** start of PROVIDED RECORDS **

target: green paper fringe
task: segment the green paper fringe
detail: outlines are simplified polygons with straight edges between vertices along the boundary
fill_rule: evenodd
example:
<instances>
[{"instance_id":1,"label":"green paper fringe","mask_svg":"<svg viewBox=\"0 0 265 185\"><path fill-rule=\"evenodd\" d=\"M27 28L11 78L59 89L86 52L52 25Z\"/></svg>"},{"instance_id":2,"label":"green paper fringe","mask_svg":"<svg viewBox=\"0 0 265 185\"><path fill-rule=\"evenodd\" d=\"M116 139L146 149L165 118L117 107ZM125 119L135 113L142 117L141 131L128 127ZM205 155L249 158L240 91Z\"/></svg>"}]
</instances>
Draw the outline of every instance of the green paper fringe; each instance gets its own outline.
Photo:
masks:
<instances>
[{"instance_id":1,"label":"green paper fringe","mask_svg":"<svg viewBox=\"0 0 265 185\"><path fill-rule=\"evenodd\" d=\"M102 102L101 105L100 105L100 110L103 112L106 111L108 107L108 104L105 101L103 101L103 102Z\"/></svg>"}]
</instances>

** end of PROVIDED RECORDS **
** start of PROVIDED RECORDS **

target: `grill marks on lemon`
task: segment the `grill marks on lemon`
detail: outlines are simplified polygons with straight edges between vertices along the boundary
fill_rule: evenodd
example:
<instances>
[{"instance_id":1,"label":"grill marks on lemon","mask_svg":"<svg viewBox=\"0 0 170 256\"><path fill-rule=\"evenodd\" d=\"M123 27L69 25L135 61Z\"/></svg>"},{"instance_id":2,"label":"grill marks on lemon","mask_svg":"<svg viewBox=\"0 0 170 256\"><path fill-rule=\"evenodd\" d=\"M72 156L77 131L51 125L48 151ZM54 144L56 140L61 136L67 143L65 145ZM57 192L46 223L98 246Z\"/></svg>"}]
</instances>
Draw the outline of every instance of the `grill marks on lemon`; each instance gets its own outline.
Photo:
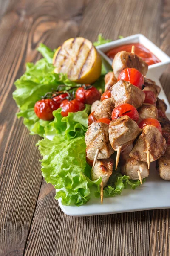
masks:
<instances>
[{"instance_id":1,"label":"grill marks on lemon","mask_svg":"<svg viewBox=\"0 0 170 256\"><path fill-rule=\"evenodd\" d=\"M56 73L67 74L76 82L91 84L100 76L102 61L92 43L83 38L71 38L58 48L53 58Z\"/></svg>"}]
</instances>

** end of PROVIDED RECORDS **
** start of PROVIDED RECORDS **

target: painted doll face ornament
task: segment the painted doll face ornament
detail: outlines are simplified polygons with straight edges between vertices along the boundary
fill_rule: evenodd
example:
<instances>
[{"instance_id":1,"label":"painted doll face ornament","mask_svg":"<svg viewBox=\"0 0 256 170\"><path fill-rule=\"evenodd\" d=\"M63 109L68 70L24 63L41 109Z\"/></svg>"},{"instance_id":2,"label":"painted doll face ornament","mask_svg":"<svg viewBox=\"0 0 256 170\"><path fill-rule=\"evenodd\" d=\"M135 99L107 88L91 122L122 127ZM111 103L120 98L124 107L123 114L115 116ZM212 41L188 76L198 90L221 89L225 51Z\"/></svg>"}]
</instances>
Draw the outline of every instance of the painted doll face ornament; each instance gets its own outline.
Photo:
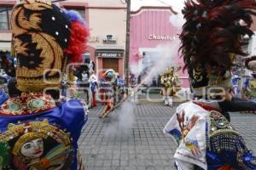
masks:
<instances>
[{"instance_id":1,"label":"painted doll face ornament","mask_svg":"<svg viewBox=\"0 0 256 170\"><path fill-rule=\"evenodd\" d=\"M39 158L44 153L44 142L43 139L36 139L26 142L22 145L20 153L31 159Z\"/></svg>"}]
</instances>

** end of PROVIDED RECORDS **

WHAT THE TASK REQUIRES | Reproduce the lines above verbatim, from the line containing "target: green paper fringe" to the line containing "28L11 78L59 89L86", both included.

CORRECT ANSWER |
target: green paper fringe
task: segment the green paper fringe
detail: outlines are simplified polygons with straight edges between vertices along the boundary
fill_rule: evenodd
example:
<instances>
[{"instance_id":1,"label":"green paper fringe","mask_svg":"<svg viewBox=\"0 0 265 185\"><path fill-rule=\"evenodd\" d=\"M27 28L11 78L59 89L86 52L52 25Z\"/></svg>"},{"instance_id":2,"label":"green paper fringe","mask_svg":"<svg viewBox=\"0 0 265 185\"><path fill-rule=\"evenodd\" d=\"M116 139L146 149L165 118L117 107ZM125 119L135 113L142 117L141 131L128 127ZM205 155L249 158L240 91Z\"/></svg>"}]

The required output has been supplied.